__Exercise text__:
[Start of Attachment]

Article Lead Image

Alpha male schooling

Evolutionary anthropologist teaches redditors what an alpha male really is. 

 

Kevin Morris

IRL

Posted on Jul 14, 2011   Updated on Jun 3, 2021, 4:01 am CDT

On many sites, when a childish and factually inaccurate image meme is released into the wild, it often goes unchallenged, allowed to proliferate unchecked like some creepy asexual fungus.

Not so on social news site Reddit.

Earlier today, the image, “Typical Redditor” below (a play on the scumbag Steve meme), briefly made it to site’s front page.

scumbag redditor


The post drew thousands of comments. But then a commenter claiming to be an evolutionary anthropologist put the poster and the image firmly in their places.

“There are many misconceptions I see in this post and the comment section,” wrote redditor PrimateFan, who then proceeded to fully dismantle the simple suppositions made in the image with a four point essay.

The main points were as follows (but be sure to read the full comment):

1. Humans don’t have alpha males.
2. In species with alphas, the alpha males aren’t always the biggest, meanest males.
3. In socially intelligent species (like us), the alphas are the ones with the best social strategies.
4. The alpha male only rules by the acceptance of the others, particularly the alpha female.

PrimateFan’s comment became popular fast, receiving 428 upvotes and rising to the top of the original post. It was even featured in the subreddit r/bestof, where other users post what they believe to be top comments from across the site.

[End of Attachment]

__Data supplied__:

[Start of Attachment]

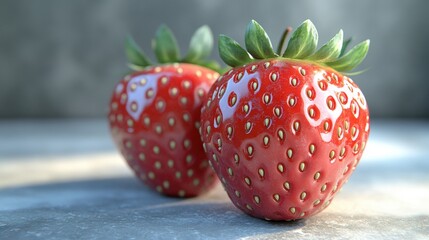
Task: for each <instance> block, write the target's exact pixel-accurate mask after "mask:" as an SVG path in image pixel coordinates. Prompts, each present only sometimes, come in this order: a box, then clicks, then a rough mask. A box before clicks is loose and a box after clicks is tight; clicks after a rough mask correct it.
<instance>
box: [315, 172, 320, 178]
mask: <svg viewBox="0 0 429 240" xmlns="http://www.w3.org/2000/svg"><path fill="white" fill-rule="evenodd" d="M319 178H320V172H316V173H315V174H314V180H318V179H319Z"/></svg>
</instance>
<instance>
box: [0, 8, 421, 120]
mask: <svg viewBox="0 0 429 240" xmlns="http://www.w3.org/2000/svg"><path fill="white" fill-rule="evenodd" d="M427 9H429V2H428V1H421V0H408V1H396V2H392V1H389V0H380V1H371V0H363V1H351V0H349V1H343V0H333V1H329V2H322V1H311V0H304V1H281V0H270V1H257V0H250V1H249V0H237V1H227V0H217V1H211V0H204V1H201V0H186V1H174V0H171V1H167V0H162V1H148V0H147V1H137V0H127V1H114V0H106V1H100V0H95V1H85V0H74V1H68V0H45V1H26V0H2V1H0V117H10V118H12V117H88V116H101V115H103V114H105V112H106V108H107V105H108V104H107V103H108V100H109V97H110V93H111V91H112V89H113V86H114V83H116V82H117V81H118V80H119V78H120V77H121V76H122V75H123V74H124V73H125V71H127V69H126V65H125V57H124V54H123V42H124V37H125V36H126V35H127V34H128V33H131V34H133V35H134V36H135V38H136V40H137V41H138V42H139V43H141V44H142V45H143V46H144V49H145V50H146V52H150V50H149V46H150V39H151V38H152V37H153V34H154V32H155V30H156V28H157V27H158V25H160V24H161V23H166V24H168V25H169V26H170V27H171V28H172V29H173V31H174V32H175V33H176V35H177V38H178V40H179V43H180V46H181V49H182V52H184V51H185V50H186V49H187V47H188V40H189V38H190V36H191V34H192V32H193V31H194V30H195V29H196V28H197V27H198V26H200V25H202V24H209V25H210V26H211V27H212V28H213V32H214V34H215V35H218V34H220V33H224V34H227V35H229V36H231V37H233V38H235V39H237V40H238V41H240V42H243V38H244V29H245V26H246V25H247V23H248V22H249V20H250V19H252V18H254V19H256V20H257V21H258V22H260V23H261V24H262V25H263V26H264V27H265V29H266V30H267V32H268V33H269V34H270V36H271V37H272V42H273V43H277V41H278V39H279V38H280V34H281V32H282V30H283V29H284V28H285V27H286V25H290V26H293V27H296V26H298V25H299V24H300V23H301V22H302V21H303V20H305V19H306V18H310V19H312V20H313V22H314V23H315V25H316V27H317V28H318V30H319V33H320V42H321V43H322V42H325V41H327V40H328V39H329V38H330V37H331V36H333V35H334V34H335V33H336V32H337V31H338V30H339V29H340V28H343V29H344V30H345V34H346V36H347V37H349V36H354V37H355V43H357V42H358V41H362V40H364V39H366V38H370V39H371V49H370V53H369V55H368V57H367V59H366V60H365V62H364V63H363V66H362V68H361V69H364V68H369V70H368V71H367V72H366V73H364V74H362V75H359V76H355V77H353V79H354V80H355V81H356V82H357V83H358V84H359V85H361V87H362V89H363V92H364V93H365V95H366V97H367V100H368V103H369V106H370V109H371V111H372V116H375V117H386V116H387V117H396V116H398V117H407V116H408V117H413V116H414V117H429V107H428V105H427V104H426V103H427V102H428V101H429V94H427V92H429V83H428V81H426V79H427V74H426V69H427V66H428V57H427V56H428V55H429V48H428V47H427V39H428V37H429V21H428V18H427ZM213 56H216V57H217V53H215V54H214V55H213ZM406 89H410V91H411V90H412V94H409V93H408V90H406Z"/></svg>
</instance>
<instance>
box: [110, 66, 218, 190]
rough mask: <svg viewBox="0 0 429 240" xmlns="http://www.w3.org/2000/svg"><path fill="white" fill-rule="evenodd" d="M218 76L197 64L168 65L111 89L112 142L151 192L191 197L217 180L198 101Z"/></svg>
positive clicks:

[End of Attachment]

__Tasks to complete__:
[1] Translate this sentence from the alpha male article into Spanish: "The post drew thousands of comments."
[2] Answer these questions from the alpha male article:
(a) What username did the commenter claiming to be an evolutionary anthropologist use?
(b) How many upvotes did that comment receive?
(c) Which subreddit featured the comment?
[3] Please print the part of the alpha male article between "scumbag redditor" and "four point essay.", inclusive.
The rows are separate material and are not part of the alpha male article.

__Results by task__:
[1] La publicación recibió miles de comentarios.

[2]
(a) PrimateFan
(b) 428
(c) r/bestof

[3]
scumbag redditor


The post drew thousands of comments. But then a commenter claiming to be an evolutionary anthropologist put the poster and the image firmly in their places.

“There are many misconceptions I see in this post and the comment section,” wrote redditor PrimateFan, who then proceeded to fully dismantle the simple suppositions made in the image with a four point essay.